**What you need to do**
Return, exactly, the line that contains "Tag white hair." together with all lines after it to the end of the entries, and no further lines.

**Supplied entries**
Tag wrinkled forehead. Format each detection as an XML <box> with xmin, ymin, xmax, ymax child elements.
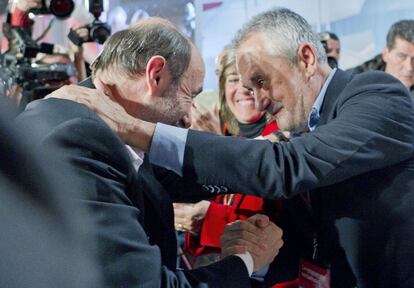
<box><xmin>236</xmin><ymin>32</ymin><xmax>268</xmax><ymax>54</ymax></box>
<box><xmin>235</xmin><ymin>47</ymin><xmax>267</xmax><ymax>78</ymax></box>
<box><xmin>235</xmin><ymin>33</ymin><xmax>271</xmax><ymax>64</ymax></box>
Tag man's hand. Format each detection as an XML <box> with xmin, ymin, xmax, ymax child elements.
<box><xmin>220</xmin><ymin>214</ymin><xmax>283</xmax><ymax>272</ymax></box>
<box><xmin>46</xmin><ymin>85</ymin><xmax>155</xmax><ymax>151</ymax></box>
<box><xmin>173</xmin><ymin>200</ymin><xmax>210</xmax><ymax>234</ymax></box>
<box><xmin>190</xmin><ymin>103</ymin><xmax>222</xmax><ymax>135</ymax></box>
<box><xmin>68</xmin><ymin>25</ymin><xmax>89</xmax><ymax>48</ymax></box>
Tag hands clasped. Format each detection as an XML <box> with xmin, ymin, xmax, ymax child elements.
<box><xmin>221</xmin><ymin>214</ymin><xmax>283</xmax><ymax>272</ymax></box>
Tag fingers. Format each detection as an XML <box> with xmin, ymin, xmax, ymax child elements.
<box><xmin>251</xmin><ymin>222</ymin><xmax>284</xmax><ymax>271</ymax></box>
<box><xmin>195</xmin><ymin>103</ymin><xmax>209</xmax><ymax>116</ymax></box>
<box><xmin>264</xmin><ymin>222</ymin><xmax>284</xmax><ymax>250</ymax></box>
<box><xmin>71</xmin><ymin>26</ymin><xmax>89</xmax><ymax>39</ymax></box>
<box><xmin>174</xmin><ymin>201</ymin><xmax>210</xmax><ymax>216</ymax></box>
<box><xmin>46</xmin><ymin>84</ymin><xmax>107</xmax><ymax>102</ymax></box>
<box><xmin>220</xmin><ymin>215</ymin><xmax>285</xmax><ymax>272</ymax></box>
<box><xmin>190</xmin><ymin>103</ymin><xmax>222</xmax><ymax>134</ymax></box>
<box><xmin>247</xmin><ymin>213</ymin><xmax>270</xmax><ymax>228</ymax></box>
<box><xmin>221</xmin><ymin>220</ymin><xmax>269</xmax><ymax>250</ymax></box>
<box><xmin>222</xmin><ymin>235</ymin><xmax>267</xmax><ymax>256</ymax></box>
<box><xmin>173</xmin><ymin>201</ymin><xmax>209</xmax><ymax>234</ymax></box>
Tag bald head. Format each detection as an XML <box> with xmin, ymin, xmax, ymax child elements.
<box><xmin>93</xmin><ymin>17</ymin><xmax>192</xmax><ymax>84</ymax></box>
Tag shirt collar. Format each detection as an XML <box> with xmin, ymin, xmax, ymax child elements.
<box><xmin>307</xmin><ymin>68</ymin><xmax>337</xmax><ymax>131</ymax></box>
<box><xmin>125</xmin><ymin>145</ymin><xmax>145</xmax><ymax>172</ymax></box>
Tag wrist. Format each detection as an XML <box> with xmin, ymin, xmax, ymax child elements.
<box><xmin>234</xmin><ymin>252</ymin><xmax>254</xmax><ymax>276</ymax></box>
<box><xmin>122</xmin><ymin>118</ymin><xmax>155</xmax><ymax>152</ymax></box>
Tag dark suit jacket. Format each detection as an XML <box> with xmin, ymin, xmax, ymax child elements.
<box><xmin>182</xmin><ymin>69</ymin><xmax>414</xmax><ymax>288</ymax></box>
<box><xmin>15</xmin><ymin>97</ymin><xmax>252</xmax><ymax>288</ymax></box>
<box><xmin>0</xmin><ymin>98</ymin><xmax>100</xmax><ymax>288</ymax></box>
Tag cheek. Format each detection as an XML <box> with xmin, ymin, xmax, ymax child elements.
<box><xmin>225</xmin><ymin>86</ymin><xmax>237</xmax><ymax>104</ymax></box>
<box><xmin>178</xmin><ymin>95</ymin><xmax>193</xmax><ymax>113</ymax></box>
<box><xmin>388</xmin><ymin>55</ymin><xmax>402</xmax><ymax>67</ymax></box>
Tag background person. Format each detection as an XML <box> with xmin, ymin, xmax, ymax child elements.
<box><xmin>351</xmin><ymin>19</ymin><xmax>414</xmax><ymax>94</ymax></box>
<box><xmin>318</xmin><ymin>31</ymin><xmax>340</xmax><ymax>68</ymax></box>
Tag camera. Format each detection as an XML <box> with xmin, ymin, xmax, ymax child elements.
<box><xmin>10</xmin><ymin>27</ymin><xmax>54</xmax><ymax>58</ymax></box>
<box><xmin>68</xmin><ymin>18</ymin><xmax>111</xmax><ymax>45</ymax></box>
<box><xmin>30</xmin><ymin>0</ymin><xmax>75</xmax><ymax>19</ymax></box>
<box><xmin>1</xmin><ymin>25</ymin><xmax>76</xmax><ymax>105</ymax></box>
<box><xmin>68</xmin><ymin>0</ymin><xmax>111</xmax><ymax>46</ymax></box>
<box><xmin>0</xmin><ymin>53</ymin><xmax>76</xmax><ymax>104</ymax></box>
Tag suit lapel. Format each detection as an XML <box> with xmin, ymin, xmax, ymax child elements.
<box><xmin>136</xmin><ymin>158</ymin><xmax>177</xmax><ymax>270</ymax></box>
<box><xmin>318</xmin><ymin>69</ymin><xmax>353</xmax><ymax>126</ymax></box>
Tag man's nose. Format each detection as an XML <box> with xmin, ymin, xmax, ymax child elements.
<box><xmin>239</xmin><ymin>84</ymin><xmax>251</xmax><ymax>96</ymax></box>
<box><xmin>254</xmin><ymin>94</ymin><xmax>270</xmax><ymax>111</ymax></box>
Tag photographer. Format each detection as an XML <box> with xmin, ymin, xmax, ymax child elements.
<box><xmin>3</xmin><ymin>0</ymin><xmax>87</xmax><ymax>107</ymax></box>
<box><xmin>68</xmin><ymin>26</ymin><xmax>88</xmax><ymax>81</ymax></box>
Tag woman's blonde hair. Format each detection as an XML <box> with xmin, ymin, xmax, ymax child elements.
<box><xmin>217</xmin><ymin>47</ymin><xmax>272</xmax><ymax>135</ymax></box>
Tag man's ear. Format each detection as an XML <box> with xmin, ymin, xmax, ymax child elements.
<box><xmin>382</xmin><ymin>47</ymin><xmax>389</xmax><ymax>63</ymax></box>
<box><xmin>146</xmin><ymin>55</ymin><xmax>169</xmax><ymax>96</ymax></box>
<box><xmin>297</xmin><ymin>43</ymin><xmax>317</xmax><ymax>79</ymax></box>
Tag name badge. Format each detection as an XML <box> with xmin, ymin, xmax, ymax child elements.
<box><xmin>299</xmin><ymin>259</ymin><xmax>330</xmax><ymax>288</ymax></box>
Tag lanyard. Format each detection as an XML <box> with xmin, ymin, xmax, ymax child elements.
<box><xmin>299</xmin><ymin>191</ymin><xmax>319</xmax><ymax>261</ymax></box>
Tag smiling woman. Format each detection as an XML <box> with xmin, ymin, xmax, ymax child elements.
<box><xmin>218</xmin><ymin>47</ymin><xmax>267</xmax><ymax>135</ymax></box>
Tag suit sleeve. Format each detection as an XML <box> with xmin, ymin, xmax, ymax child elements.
<box><xmin>41</xmin><ymin>117</ymin><xmax>251</xmax><ymax>288</ymax></box>
<box><xmin>182</xmin><ymin>75</ymin><xmax>414</xmax><ymax>199</ymax></box>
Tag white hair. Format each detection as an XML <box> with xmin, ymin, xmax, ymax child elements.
<box><xmin>233</xmin><ymin>8</ymin><xmax>327</xmax><ymax>64</ymax></box>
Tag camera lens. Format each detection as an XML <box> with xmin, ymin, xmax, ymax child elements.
<box><xmin>47</xmin><ymin>0</ymin><xmax>75</xmax><ymax>19</ymax></box>
<box><xmin>91</xmin><ymin>25</ymin><xmax>111</xmax><ymax>45</ymax></box>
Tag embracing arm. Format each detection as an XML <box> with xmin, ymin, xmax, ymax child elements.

**Response box**
Tag white hair. Format each detection as an XML <box> with xmin, ymin, xmax, ymax child elements.
<box><xmin>233</xmin><ymin>8</ymin><xmax>327</xmax><ymax>64</ymax></box>
Tag camera lens. Format each detection as an XML <box> with xmin, ymin, xmax, ymax child elements.
<box><xmin>47</xmin><ymin>0</ymin><xmax>75</xmax><ymax>19</ymax></box>
<box><xmin>91</xmin><ymin>25</ymin><xmax>111</xmax><ymax>45</ymax></box>
Tag embracing arm. Format each detection as an XML <box> with xmin, ymin, xmax, ymax child elements.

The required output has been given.